----- PROVIDED ENTRIES

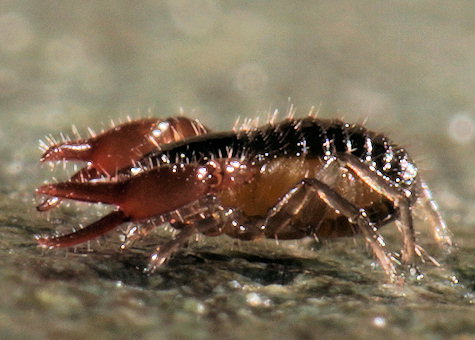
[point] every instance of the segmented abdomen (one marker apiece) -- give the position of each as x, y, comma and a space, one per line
309, 137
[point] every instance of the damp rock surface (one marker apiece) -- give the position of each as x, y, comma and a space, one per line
406, 69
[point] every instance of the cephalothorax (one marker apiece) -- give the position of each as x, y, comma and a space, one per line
287, 180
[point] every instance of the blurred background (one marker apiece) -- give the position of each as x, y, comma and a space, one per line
405, 67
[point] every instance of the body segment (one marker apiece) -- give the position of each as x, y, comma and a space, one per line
297, 178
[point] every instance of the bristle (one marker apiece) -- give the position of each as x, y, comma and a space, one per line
92, 133
236, 124
76, 132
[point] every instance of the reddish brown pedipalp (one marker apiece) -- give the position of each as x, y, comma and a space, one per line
118, 147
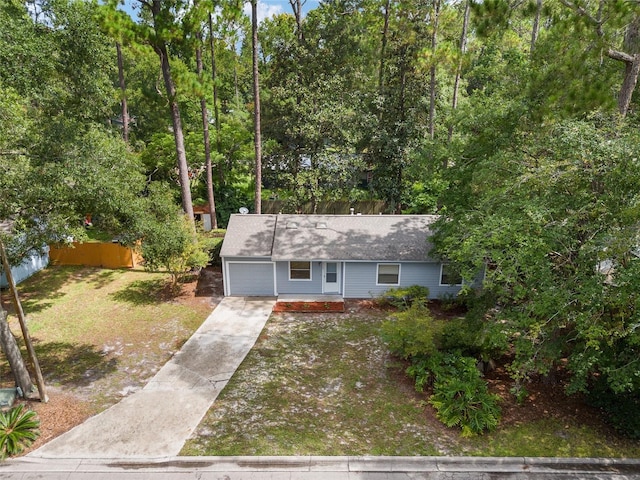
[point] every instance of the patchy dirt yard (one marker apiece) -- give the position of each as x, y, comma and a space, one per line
325, 384
97, 369
315, 383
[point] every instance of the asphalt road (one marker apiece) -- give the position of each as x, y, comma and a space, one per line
320, 468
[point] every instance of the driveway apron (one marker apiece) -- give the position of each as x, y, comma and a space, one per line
157, 420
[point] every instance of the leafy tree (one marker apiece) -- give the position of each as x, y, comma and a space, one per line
167, 239
557, 231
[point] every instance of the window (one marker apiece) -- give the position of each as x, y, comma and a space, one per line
299, 270
388, 274
448, 276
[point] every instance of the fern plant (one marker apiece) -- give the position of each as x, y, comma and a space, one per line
461, 398
18, 430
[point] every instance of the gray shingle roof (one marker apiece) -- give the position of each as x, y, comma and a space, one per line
330, 237
249, 236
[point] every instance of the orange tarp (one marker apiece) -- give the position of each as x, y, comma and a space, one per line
106, 255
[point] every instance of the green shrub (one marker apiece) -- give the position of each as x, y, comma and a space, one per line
18, 429
621, 409
412, 333
461, 398
474, 337
403, 297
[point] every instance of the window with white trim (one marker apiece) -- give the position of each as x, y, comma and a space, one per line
299, 270
448, 276
388, 274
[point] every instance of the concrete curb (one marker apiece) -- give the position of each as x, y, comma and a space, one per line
344, 464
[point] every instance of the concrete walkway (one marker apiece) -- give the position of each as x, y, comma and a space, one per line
323, 468
156, 421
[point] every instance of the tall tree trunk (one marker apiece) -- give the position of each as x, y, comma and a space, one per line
23, 326
160, 47
123, 92
456, 83
12, 352
296, 6
205, 134
178, 135
383, 47
256, 108
631, 72
536, 26
432, 82
214, 79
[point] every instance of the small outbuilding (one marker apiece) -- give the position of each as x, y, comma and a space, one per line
351, 256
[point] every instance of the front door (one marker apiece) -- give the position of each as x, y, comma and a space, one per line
331, 277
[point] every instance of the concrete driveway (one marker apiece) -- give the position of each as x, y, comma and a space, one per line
157, 420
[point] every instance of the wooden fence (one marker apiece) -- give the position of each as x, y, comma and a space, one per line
92, 254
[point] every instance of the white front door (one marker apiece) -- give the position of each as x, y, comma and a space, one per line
331, 277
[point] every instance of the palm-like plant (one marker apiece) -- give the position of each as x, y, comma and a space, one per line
18, 429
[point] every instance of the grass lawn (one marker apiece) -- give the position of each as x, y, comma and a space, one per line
102, 334
324, 384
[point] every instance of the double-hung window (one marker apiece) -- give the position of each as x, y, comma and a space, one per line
299, 270
388, 274
448, 276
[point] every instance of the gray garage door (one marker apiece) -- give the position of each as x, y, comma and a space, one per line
251, 279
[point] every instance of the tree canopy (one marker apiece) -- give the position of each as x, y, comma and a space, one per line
515, 121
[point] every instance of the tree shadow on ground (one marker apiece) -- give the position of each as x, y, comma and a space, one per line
102, 278
73, 364
210, 282
144, 292
42, 290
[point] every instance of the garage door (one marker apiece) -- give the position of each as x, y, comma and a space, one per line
251, 279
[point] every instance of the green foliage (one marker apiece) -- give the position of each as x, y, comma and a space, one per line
168, 241
412, 333
214, 239
404, 297
18, 429
621, 408
474, 337
460, 396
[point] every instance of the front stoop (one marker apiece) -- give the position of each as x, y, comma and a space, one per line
309, 303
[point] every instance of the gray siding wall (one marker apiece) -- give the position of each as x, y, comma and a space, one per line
360, 279
299, 287
251, 277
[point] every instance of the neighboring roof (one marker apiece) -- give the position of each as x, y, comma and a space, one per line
330, 237
249, 236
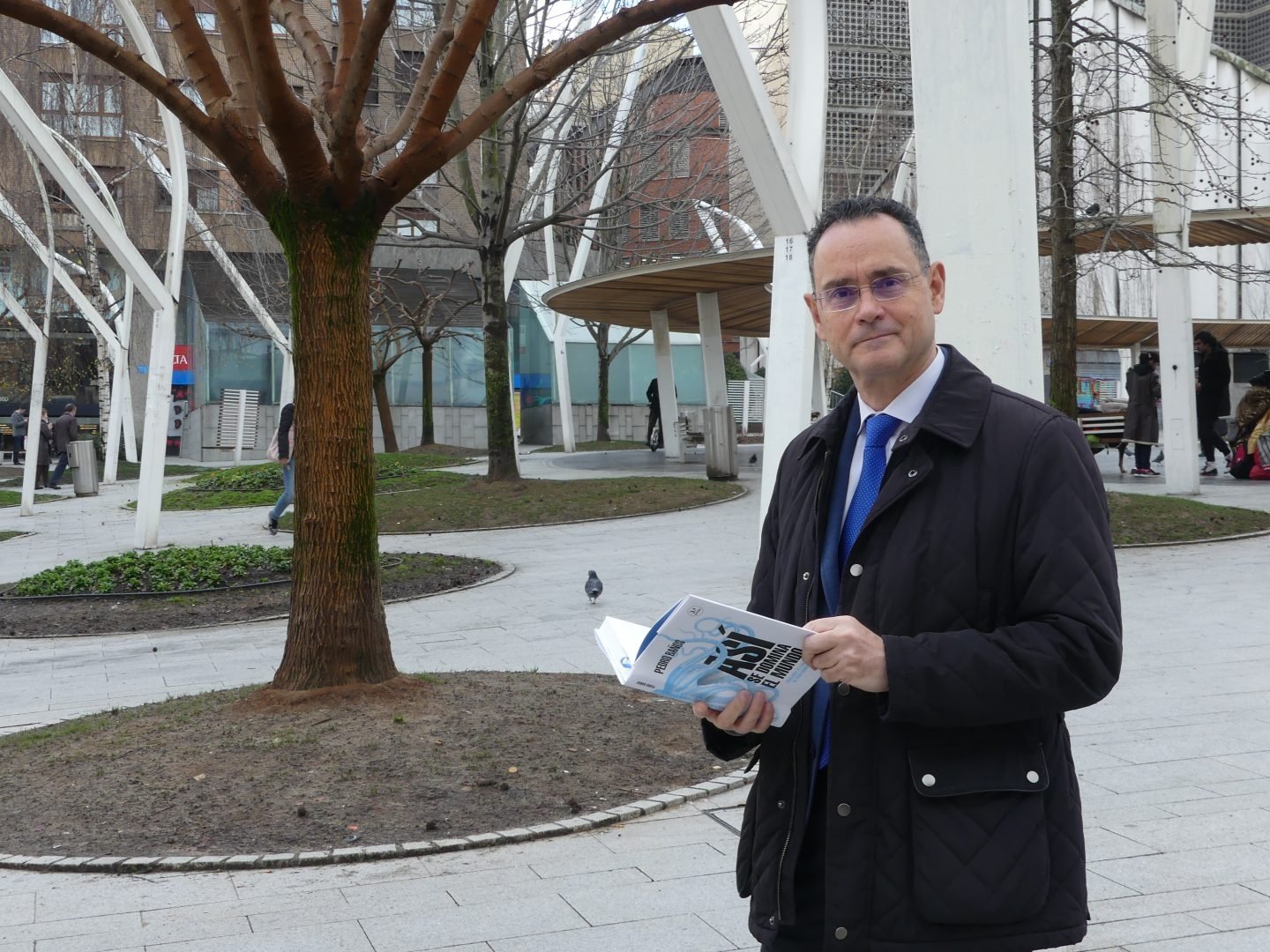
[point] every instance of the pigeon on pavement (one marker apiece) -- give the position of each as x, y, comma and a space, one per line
594, 585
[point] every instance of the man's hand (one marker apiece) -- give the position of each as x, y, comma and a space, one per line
746, 714
845, 651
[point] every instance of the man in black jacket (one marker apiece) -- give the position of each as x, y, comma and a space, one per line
1212, 398
946, 544
65, 432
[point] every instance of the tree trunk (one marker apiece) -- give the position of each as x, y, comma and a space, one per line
1062, 216
602, 413
381, 403
337, 634
430, 435
498, 386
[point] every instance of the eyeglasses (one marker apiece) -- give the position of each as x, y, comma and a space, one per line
846, 297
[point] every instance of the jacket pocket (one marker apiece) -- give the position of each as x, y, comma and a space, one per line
979, 839
746, 845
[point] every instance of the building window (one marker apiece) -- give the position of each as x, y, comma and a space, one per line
649, 224
413, 14
415, 222
407, 63
205, 190
86, 108
680, 153
680, 222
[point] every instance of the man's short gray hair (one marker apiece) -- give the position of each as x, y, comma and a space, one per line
848, 210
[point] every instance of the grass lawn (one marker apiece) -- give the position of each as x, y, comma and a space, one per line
11, 496
592, 444
438, 502
1138, 518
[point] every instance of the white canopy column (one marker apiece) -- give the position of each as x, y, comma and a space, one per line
788, 201
1181, 46
667, 398
977, 181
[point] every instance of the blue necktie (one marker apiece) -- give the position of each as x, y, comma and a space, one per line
879, 429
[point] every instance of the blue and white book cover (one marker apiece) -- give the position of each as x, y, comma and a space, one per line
703, 651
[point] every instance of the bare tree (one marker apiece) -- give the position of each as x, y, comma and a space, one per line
325, 182
1096, 94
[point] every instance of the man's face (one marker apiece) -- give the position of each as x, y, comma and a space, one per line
883, 344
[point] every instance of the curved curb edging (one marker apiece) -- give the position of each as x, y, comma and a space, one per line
1259, 533
387, 851
508, 569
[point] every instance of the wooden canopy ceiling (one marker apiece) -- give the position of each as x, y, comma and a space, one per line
1208, 228
626, 297
742, 279
1127, 331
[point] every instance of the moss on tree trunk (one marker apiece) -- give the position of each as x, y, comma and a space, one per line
337, 634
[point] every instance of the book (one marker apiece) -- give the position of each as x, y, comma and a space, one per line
703, 651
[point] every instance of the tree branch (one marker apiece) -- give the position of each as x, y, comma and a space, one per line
441, 40
429, 150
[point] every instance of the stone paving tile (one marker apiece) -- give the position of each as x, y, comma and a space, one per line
1194, 868
415, 932
658, 899
1194, 902
338, 937
228, 931
17, 908
1247, 941
657, 865
1159, 926
678, 933
1199, 831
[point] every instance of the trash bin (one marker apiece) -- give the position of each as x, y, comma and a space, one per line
721, 433
81, 457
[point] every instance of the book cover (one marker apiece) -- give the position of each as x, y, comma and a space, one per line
703, 651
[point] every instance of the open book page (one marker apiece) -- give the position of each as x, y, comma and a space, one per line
703, 651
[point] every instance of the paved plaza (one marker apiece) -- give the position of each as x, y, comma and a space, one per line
1175, 764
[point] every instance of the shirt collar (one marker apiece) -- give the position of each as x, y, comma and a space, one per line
911, 400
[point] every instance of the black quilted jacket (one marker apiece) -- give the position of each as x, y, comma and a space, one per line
954, 819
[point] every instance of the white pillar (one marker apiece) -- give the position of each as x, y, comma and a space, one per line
667, 398
1181, 48
787, 204
977, 181
712, 349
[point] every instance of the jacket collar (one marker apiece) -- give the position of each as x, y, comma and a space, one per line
954, 410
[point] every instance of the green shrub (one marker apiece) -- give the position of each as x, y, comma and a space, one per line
163, 570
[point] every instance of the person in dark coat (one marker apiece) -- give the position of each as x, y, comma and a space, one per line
1140, 421
655, 439
923, 799
1212, 398
65, 432
285, 455
43, 450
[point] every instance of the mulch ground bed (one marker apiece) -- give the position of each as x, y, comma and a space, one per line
101, 614
419, 758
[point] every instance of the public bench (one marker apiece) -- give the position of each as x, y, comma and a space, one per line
1104, 432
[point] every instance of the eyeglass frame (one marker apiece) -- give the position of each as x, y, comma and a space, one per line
823, 297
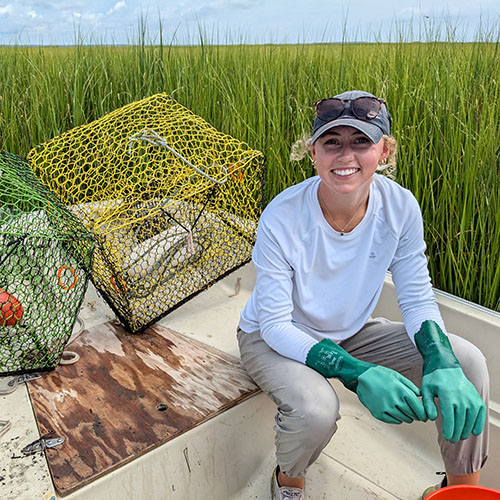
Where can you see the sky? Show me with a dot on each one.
(65, 22)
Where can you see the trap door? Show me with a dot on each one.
(127, 395)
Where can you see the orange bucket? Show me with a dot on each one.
(464, 492)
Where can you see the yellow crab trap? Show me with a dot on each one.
(172, 203)
(45, 259)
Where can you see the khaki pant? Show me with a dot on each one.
(308, 407)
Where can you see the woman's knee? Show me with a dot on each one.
(316, 411)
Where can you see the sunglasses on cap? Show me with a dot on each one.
(364, 108)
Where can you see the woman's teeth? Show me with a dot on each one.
(345, 172)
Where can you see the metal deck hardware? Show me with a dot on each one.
(43, 443)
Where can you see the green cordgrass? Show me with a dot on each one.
(443, 96)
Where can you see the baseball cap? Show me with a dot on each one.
(374, 129)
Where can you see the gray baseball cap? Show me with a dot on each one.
(373, 129)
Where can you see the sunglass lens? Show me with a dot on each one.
(329, 109)
(366, 108)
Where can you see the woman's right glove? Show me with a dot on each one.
(389, 396)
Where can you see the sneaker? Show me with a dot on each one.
(432, 489)
(284, 492)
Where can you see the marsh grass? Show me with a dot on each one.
(444, 99)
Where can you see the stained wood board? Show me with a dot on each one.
(105, 405)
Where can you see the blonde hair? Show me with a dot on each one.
(302, 146)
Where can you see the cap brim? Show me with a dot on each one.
(371, 131)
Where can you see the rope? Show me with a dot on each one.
(153, 138)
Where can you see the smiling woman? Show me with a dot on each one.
(322, 252)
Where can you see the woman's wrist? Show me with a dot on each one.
(331, 360)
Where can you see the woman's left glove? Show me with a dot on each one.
(389, 396)
(462, 409)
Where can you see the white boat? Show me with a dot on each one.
(230, 456)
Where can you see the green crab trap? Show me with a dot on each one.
(45, 259)
(172, 203)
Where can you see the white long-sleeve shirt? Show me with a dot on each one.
(314, 283)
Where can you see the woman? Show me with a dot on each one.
(323, 248)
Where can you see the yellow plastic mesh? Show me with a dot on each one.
(172, 202)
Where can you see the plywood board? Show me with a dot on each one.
(105, 405)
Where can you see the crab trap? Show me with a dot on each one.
(45, 259)
(172, 203)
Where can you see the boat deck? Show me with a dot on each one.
(230, 456)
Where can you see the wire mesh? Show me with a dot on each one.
(173, 203)
(45, 259)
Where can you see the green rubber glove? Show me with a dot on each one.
(462, 409)
(389, 396)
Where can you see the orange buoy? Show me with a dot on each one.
(464, 492)
(11, 310)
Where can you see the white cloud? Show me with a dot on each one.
(8, 9)
(117, 6)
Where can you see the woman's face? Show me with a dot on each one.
(346, 159)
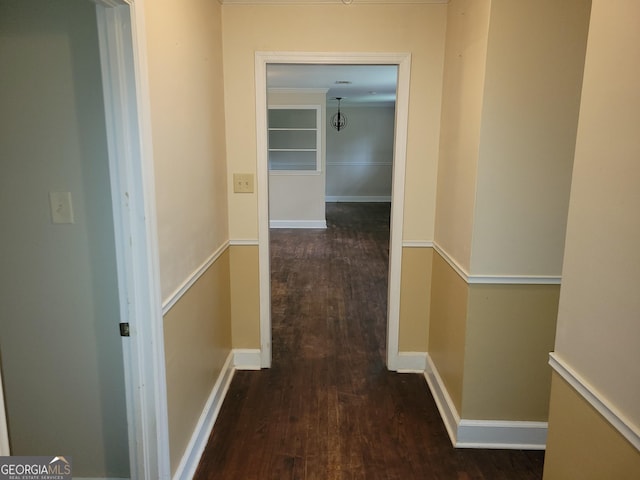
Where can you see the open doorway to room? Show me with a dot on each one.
(348, 171)
(330, 162)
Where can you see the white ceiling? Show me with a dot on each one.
(370, 84)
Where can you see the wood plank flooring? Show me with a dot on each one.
(328, 409)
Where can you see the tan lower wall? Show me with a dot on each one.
(245, 296)
(509, 334)
(581, 443)
(197, 333)
(415, 296)
(447, 327)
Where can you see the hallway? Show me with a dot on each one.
(328, 408)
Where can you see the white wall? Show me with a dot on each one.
(360, 157)
(598, 327)
(296, 199)
(59, 338)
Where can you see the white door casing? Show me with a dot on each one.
(126, 93)
(403, 61)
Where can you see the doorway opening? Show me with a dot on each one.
(402, 63)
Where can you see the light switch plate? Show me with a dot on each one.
(61, 207)
(243, 182)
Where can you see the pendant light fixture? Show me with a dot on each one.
(339, 120)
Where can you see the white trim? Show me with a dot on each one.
(200, 436)
(247, 242)
(5, 451)
(323, 2)
(596, 399)
(99, 478)
(193, 278)
(446, 407)
(502, 434)
(403, 60)
(496, 279)
(247, 358)
(292, 91)
(466, 433)
(360, 164)
(358, 198)
(417, 244)
(297, 224)
(411, 362)
(123, 57)
(515, 279)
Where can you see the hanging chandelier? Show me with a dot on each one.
(339, 120)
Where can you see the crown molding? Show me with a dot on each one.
(328, 2)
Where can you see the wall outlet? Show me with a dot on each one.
(243, 182)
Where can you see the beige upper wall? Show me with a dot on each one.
(598, 327)
(532, 90)
(187, 108)
(466, 50)
(417, 29)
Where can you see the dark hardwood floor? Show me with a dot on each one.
(328, 408)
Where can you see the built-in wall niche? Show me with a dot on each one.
(294, 138)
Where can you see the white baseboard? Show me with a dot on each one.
(411, 362)
(503, 434)
(297, 224)
(247, 359)
(466, 433)
(358, 199)
(191, 458)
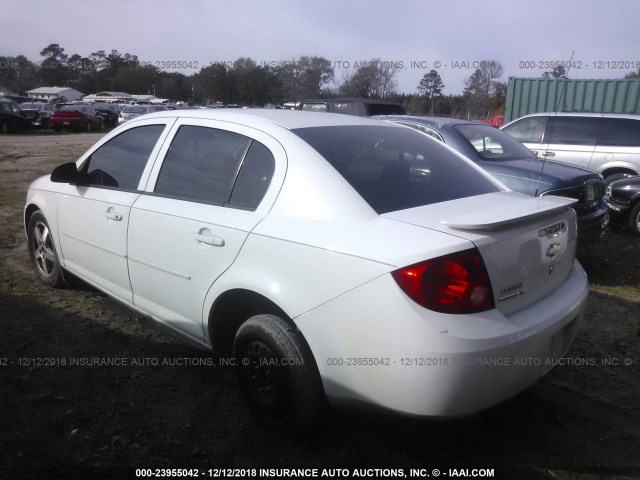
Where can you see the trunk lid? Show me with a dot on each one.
(527, 243)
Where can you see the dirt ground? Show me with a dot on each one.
(156, 411)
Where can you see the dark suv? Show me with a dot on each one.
(12, 119)
(606, 142)
(517, 168)
(38, 112)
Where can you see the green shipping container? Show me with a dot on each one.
(531, 95)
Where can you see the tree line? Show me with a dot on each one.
(246, 82)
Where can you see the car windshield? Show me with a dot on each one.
(493, 144)
(76, 108)
(396, 168)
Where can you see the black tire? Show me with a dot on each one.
(634, 218)
(277, 374)
(42, 251)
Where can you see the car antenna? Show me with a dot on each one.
(553, 124)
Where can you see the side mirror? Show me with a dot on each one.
(66, 173)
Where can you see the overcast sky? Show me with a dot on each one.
(414, 34)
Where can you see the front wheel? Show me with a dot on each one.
(634, 218)
(278, 374)
(42, 251)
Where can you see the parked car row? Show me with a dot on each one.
(11, 117)
(515, 166)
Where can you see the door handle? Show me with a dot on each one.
(209, 239)
(111, 215)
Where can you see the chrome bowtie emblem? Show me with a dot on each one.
(553, 250)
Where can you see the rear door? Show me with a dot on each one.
(570, 139)
(214, 184)
(618, 145)
(93, 217)
(529, 131)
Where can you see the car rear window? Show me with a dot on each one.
(394, 168)
(493, 144)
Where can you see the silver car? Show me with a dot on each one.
(606, 142)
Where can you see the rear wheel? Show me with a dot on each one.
(616, 176)
(634, 218)
(277, 373)
(42, 251)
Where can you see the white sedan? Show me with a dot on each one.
(326, 255)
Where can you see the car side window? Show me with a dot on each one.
(254, 177)
(119, 163)
(202, 164)
(528, 130)
(572, 130)
(622, 132)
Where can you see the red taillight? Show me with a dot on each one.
(455, 283)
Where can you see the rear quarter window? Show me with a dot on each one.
(563, 130)
(395, 168)
(619, 132)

----------

- WORK TO BE COMPLETED
Once the line with "Where can you see the green shipping" is found, write out that line and every one after it through the last line of the records, exactly and with nothing else.

- RESULT FOR THIS EXERCISE
Where can you see the green shipping container? Show me with a dot on each one.
(531, 95)
Where can you see the tree line? Show me with a dot on each one.
(246, 82)
Where can you see the car windshield? Show me with a dot on each one.
(493, 144)
(76, 108)
(396, 168)
Where can you see the black tire? Show me with a dot on each one.
(634, 218)
(277, 374)
(42, 251)
Where can you see the car antenna? Show me with a dot on each one.
(553, 124)
Where can you see the side mirror? Show me with a dot on each one.
(66, 173)
Where can you see the overcast sky? Show me with a dot on each one.
(414, 34)
Where can you see the front wheel? Show me with a dot on each one.
(634, 218)
(278, 374)
(42, 251)
Where can you see the parked car row? Show me with a dot on each one.
(11, 117)
(515, 166)
Where can you see the door handle? Show me with a dot on each one.
(209, 239)
(111, 215)
Where can you see the chrome bowtie emblem? Show me with a dot on each one.
(553, 250)
Where can you see the rear door? Show me with a dot on each one.
(570, 139)
(214, 184)
(618, 145)
(93, 217)
(529, 131)
Where can you see the car rear window? Show me with a dot on each one.
(394, 168)
(493, 144)
Where can you see the silver car? Show me with a dot on each one.
(606, 142)
Where can you see the rear wheel? Show me with a dot on each one.
(616, 176)
(634, 218)
(277, 373)
(42, 251)
Where can you see the white sedan? Show me with a dot on each one.
(326, 255)
Where can you see the car side window? Show me with a dot on each one.
(254, 177)
(119, 163)
(202, 164)
(528, 130)
(572, 130)
(622, 132)
Where can you see the red taillight? Show me with a dot on each one.
(455, 283)
Where can you see the rear quarter window? Show me with a dot on each one.
(563, 130)
(395, 168)
(619, 132)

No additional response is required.